> Short task: From the records below, return each line that contains the string "water". Match case exactly.

> Stored records:
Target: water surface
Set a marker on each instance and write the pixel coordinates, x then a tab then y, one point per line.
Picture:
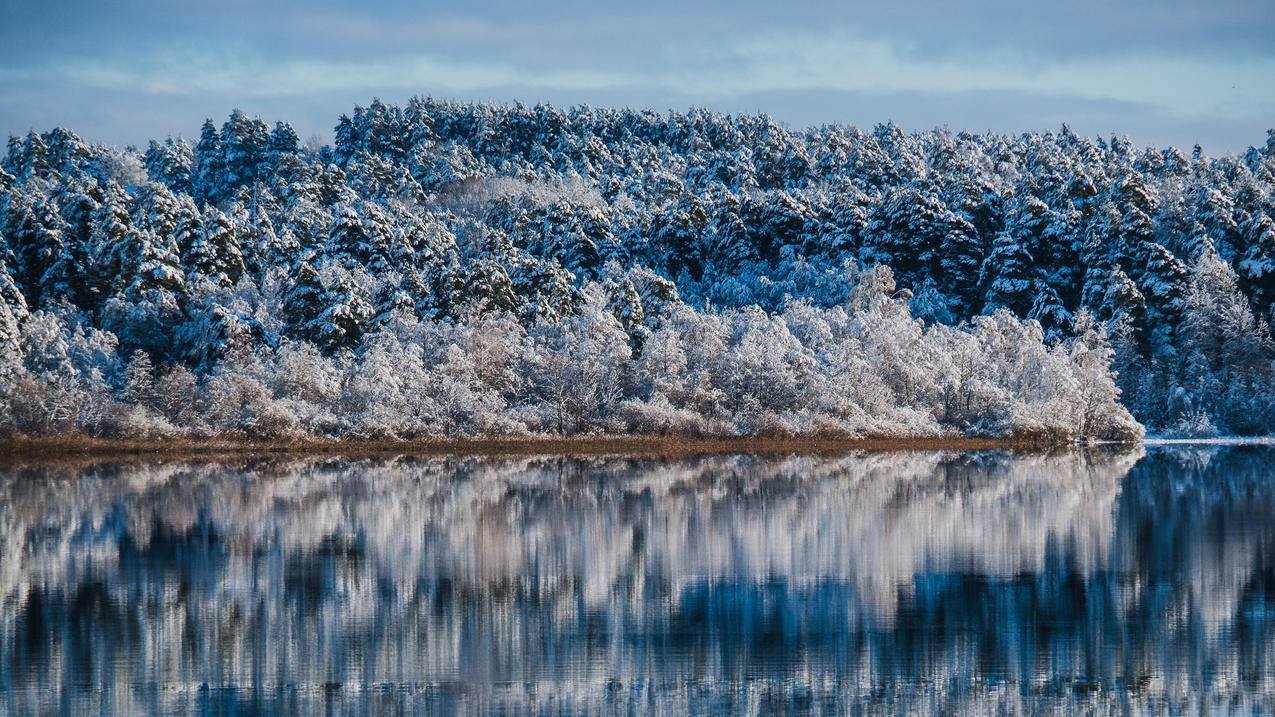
889	582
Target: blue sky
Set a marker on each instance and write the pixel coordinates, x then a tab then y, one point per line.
1164	72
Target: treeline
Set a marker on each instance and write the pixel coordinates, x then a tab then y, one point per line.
430	227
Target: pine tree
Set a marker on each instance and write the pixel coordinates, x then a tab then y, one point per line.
208	171
216	251
1257	266
1007	277
244	149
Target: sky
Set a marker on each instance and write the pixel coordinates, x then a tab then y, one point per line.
1162	72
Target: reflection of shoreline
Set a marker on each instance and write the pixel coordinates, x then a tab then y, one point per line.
82	449
927	582
872	519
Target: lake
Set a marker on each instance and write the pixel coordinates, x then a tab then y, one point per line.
1102	581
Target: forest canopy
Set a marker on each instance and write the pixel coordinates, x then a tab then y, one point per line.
460	269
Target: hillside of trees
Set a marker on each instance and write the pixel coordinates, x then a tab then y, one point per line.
499	269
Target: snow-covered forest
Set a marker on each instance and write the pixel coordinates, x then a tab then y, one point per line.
499	269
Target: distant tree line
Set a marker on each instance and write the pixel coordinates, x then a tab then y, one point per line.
565	271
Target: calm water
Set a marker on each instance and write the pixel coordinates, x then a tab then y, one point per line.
880	583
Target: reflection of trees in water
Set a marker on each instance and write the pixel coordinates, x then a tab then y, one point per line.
691	582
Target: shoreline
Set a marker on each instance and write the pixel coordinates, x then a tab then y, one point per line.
77	447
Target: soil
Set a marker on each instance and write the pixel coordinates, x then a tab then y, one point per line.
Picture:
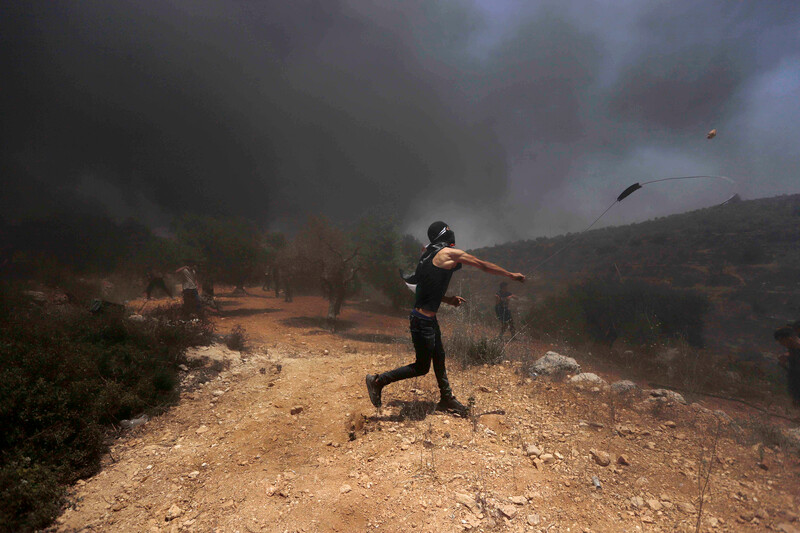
285	439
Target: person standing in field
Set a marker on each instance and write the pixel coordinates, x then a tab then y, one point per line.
155	280
502	310
789	339
191	296
439	260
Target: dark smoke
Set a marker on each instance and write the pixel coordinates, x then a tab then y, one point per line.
507	119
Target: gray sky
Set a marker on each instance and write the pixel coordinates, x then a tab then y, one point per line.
508	119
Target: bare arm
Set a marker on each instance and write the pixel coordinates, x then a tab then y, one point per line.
455	301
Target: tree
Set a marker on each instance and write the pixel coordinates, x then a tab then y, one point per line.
231	250
327	252
384	250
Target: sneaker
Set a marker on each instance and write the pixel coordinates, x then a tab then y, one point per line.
453	406
374	389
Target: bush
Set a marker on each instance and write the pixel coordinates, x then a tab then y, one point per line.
64	377
636	312
472	349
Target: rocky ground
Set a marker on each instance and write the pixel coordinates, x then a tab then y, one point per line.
285	440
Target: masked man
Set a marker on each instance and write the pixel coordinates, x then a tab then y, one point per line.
439	261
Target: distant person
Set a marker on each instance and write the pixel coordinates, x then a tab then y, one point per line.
276	279
287	287
788	337
191	297
267	280
502	310
155	280
440	259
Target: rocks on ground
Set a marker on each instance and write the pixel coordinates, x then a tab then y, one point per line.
587	378
555	363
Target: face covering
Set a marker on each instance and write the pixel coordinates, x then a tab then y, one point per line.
440	233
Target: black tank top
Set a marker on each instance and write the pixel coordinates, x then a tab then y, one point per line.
432	281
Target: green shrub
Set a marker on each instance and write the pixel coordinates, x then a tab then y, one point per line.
473	349
636	312
64	377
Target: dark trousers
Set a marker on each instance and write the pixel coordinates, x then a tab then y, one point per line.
427	340
157	283
794	379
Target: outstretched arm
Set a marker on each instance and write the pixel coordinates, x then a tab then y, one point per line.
464	258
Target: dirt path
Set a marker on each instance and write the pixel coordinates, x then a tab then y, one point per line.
286	440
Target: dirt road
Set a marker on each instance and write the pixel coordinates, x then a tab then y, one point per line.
285	440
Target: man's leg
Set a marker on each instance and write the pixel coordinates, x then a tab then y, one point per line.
423	335
439	366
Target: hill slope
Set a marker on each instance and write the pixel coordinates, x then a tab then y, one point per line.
744	255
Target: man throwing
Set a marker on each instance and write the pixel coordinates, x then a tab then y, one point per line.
439	261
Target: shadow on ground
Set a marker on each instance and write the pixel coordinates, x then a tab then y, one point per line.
377	338
316	322
247	312
409	410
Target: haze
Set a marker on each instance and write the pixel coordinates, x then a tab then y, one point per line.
508	119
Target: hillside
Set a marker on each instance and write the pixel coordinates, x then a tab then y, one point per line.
285	440
743	255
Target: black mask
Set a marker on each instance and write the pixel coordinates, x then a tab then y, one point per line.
440	233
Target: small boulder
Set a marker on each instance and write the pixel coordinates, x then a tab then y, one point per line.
554	363
173	513
600	457
669	395
587	378
547	458
624	386
509	511
654	504
533	451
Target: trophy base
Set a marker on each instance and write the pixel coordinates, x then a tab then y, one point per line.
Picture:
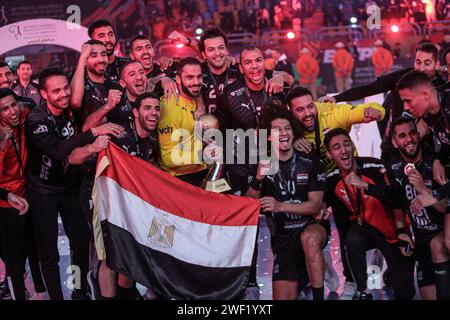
220	185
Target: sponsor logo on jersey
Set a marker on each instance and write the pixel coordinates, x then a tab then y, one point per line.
302	178
41	129
166	130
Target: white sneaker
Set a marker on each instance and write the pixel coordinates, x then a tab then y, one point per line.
40	296
349	291
252	293
331	276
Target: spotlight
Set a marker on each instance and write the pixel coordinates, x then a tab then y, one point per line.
395	28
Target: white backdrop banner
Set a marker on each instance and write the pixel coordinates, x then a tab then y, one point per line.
42	31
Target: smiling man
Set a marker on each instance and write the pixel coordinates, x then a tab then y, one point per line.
25	87
142	51
7	81
13	157
292	198
102	30
53	184
361	186
318	118
428	224
118	107
178	146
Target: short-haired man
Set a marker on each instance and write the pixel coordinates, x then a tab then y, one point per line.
118	107
142	51
103	31
426	60
422	100
90	87
12	161
411	174
7	81
361	185
179	156
25	87
53	184
293	197
138	139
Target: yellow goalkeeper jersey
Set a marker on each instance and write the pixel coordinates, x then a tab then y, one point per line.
179	149
333	115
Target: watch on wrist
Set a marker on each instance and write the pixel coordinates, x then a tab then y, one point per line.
256	184
436	194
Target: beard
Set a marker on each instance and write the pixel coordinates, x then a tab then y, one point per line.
410	155
110	52
93	69
188	92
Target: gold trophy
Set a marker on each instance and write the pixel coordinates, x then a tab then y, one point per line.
214	181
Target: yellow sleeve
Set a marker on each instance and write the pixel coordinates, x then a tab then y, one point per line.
346	115
177	147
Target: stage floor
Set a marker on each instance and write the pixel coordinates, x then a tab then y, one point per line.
264	267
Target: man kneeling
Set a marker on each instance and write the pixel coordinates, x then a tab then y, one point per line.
292	197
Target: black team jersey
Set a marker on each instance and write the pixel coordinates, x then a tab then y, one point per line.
296	177
214	85
429	221
50	140
130	141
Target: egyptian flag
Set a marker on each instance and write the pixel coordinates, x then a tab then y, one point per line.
181	241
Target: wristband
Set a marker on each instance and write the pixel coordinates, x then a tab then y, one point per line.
436	194
255	184
400	230
94	132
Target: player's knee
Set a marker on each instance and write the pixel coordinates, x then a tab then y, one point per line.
311	240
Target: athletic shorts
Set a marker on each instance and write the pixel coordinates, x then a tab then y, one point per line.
289	258
422	254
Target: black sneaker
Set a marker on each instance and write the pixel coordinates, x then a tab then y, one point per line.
365	296
78	294
94	292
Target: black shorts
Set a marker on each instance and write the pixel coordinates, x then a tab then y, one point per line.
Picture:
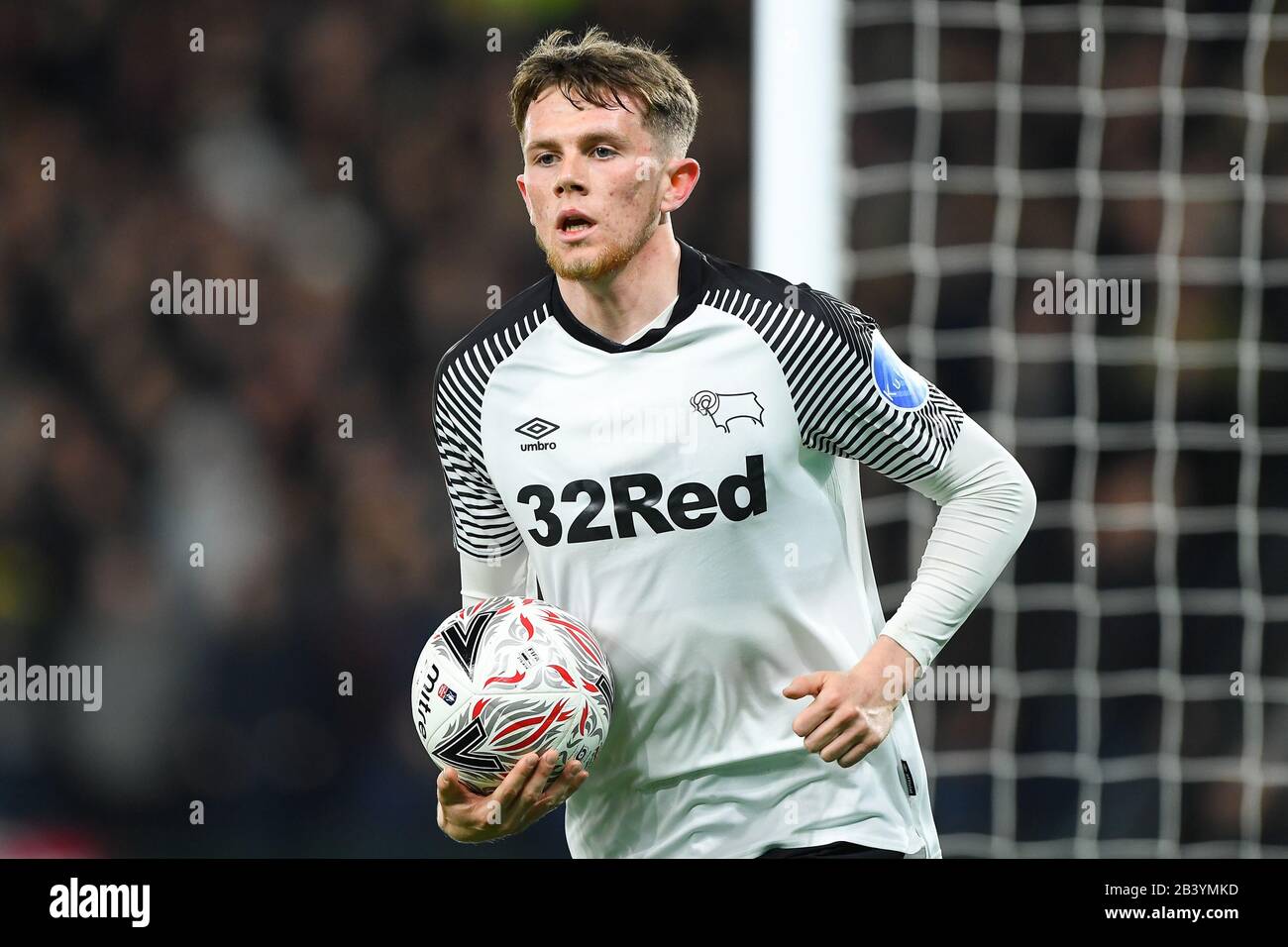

> Answer:
Target: water surface
Target: calm water
Target: reflection of trees in water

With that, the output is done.